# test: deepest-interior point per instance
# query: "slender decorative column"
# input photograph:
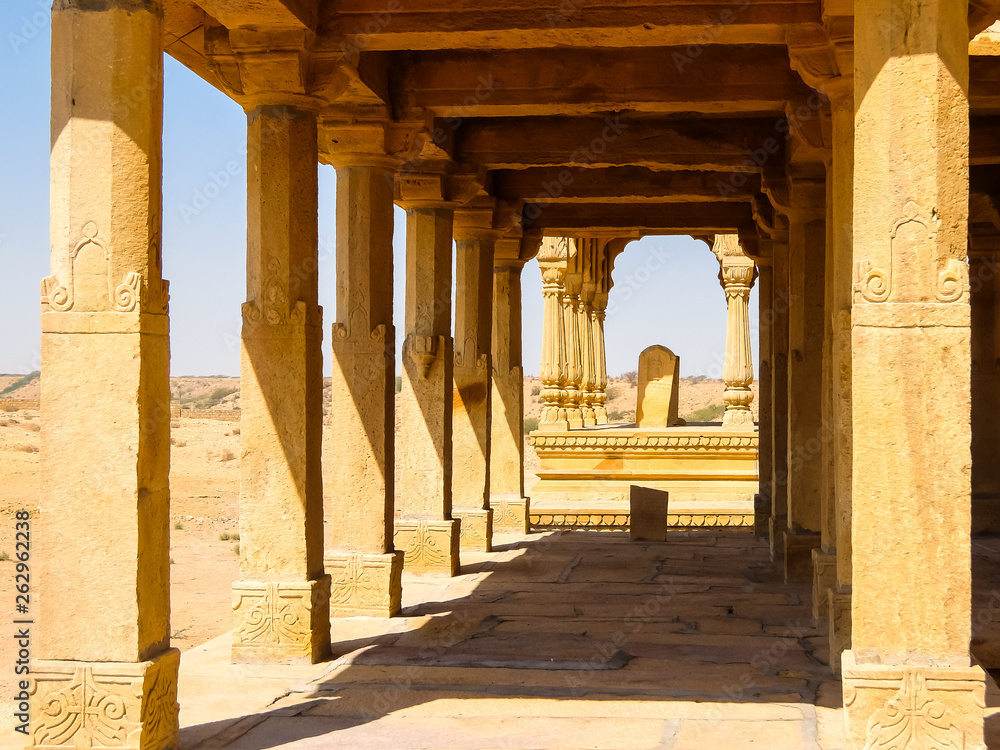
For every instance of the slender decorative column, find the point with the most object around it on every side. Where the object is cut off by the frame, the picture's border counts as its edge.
(510, 506)
(365, 570)
(101, 541)
(426, 531)
(779, 389)
(281, 602)
(597, 316)
(762, 507)
(573, 353)
(475, 241)
(806, 257)
(909, 668)
(552, 263)
(588, 384)
(737, 272)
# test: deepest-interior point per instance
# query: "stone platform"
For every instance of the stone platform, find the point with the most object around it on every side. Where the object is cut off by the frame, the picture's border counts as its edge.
(709, 470)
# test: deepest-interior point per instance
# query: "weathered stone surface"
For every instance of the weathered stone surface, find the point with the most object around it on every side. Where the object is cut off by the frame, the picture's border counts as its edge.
(659, 379)
(647, 514)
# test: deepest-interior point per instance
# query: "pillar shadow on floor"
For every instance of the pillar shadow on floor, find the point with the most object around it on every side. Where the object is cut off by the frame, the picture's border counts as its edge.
(570, 639)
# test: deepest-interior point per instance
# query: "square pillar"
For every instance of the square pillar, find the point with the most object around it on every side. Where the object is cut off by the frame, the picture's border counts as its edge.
(365, 569)
(425, 530)
(473, 396)
(806, 259)
(909, 667)
(101, 541)
(281, 602)
(510, 506)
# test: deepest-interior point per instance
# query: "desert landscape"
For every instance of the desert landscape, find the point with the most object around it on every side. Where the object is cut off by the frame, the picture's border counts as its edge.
(205, 482)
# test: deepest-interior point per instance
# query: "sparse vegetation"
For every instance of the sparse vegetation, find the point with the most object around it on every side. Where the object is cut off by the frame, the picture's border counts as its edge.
(709, 414)
(20, 383)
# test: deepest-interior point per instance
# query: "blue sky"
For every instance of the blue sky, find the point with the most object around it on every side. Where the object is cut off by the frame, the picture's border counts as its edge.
(667, 290)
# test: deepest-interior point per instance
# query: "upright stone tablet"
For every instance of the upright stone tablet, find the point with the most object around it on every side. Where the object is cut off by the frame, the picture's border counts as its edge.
(659, 377)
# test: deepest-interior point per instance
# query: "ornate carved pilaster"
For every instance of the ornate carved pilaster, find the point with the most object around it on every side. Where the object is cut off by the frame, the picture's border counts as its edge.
(552, 262)
(737, 275)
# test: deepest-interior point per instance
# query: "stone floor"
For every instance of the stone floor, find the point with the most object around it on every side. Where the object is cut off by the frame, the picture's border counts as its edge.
(565, 640)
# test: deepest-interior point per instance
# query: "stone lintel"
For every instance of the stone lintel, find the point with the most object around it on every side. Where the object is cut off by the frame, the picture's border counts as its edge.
(824, 577)
(933, 707)
(130, 705)
(476, 529)
(429, 546)
(286, 622)
(364, 585)
(510, 514)
(798, 548)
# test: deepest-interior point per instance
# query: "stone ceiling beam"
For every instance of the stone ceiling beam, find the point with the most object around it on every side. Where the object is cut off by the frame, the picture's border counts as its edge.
(618, 185)
(639, 218)
(471, 24)
(718, 79)
(689, 144)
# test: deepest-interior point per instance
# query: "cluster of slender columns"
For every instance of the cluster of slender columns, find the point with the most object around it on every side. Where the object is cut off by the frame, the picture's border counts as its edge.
(576, 281)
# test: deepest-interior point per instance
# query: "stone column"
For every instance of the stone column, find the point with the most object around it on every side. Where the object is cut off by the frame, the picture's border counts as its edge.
(101, 542)
(597, 316)
(281, 602)
(472, 398)
(737, 276)
(762, 505)
(364, 568)
(588, 378)
(425, 529)
(806, 257)
(779, 390)
(510, 506)
(573, 351)
(909, 669)
(985, 403)
(552, 263)
(832, 563)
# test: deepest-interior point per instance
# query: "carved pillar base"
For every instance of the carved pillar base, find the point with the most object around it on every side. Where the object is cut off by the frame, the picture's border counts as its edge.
(824, 578)
(919, 708)
(286, 622)
(476, 529)
(798, 556)
(510, 514)
(364, 585)
(839, 616)
(761, 514)
(429, 546)
(105, 704)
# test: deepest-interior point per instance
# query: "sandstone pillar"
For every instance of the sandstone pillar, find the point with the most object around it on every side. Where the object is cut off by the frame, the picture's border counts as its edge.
(736, 273)
(832, 564)
(510, 506)
(472, 397)
(101, 543)
(573, 352)
(425, 529)
(281, 602)
(909, 669)
(779, 390)
(806, 258)
(985, 429)
(762, 506)
(552, 264)
(364, 568)
(597, 316)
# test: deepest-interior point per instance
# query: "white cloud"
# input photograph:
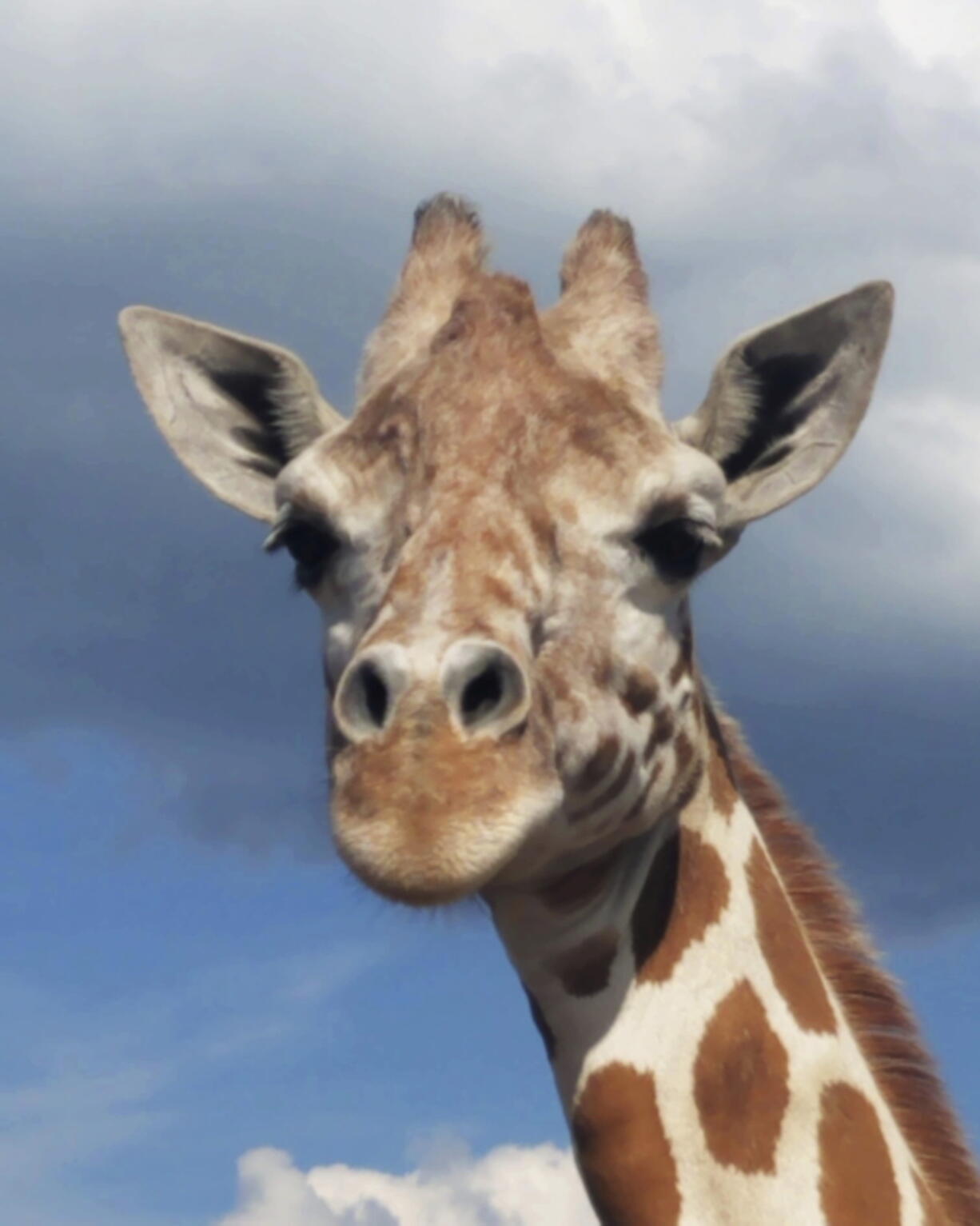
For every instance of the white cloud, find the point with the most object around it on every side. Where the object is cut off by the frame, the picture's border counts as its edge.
(770, 154)
(511, 1186)
(91, 1080)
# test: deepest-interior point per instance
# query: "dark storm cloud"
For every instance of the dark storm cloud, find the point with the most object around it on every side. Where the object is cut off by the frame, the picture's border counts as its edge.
(133, 601)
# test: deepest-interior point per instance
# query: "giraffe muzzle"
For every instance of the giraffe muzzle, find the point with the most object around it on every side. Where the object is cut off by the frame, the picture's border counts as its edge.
(484, 689)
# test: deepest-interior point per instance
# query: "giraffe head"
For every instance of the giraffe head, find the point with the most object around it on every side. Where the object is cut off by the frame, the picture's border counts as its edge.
(504, 533)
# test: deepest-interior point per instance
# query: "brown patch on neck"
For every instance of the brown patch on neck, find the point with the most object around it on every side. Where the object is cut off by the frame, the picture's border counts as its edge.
(858, 1182)
(623, 1150)
(872, 1004)
(584, 970)
(784, 948)
(741, 1084)
(685, 893)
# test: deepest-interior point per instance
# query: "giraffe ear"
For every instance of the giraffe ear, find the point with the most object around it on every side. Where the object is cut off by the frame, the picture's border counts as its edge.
(786, 400)
(234, 409)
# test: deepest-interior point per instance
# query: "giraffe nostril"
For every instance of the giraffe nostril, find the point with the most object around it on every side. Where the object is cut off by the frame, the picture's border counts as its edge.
(482, 695)
(375, 693)
(369, 692)
(485, 687)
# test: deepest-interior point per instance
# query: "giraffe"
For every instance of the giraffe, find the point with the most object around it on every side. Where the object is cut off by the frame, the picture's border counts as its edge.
(503, 540)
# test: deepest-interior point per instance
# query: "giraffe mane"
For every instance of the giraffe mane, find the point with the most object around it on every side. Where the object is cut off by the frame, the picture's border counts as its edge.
(869, 996)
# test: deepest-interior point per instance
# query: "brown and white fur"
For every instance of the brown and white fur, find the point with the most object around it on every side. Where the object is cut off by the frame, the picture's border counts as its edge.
(503, 538)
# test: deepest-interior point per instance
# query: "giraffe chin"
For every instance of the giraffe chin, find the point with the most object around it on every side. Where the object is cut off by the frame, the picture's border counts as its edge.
(427, 816)
(436, 869)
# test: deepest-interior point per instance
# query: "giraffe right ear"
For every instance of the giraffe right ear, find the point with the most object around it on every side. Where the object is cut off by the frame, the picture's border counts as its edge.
(786, 400)
(233, 409)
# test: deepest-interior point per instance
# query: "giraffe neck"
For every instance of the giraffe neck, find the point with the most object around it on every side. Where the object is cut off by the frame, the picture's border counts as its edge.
(707, 1068)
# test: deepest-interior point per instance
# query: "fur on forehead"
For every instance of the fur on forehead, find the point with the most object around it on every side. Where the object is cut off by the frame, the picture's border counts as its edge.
(600, 328)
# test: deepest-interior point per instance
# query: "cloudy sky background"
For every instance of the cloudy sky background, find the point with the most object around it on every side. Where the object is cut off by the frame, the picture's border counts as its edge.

---*---

### Prompt
Filter the listing down to the lines holding the word "background", and return those.

### Expected answer
# query: "cloudy sky background"
For every instance of the cloudy sky background, find the point with the most object around it on every side. Where the object is cut off by the frame, the picture's border counts as its edge.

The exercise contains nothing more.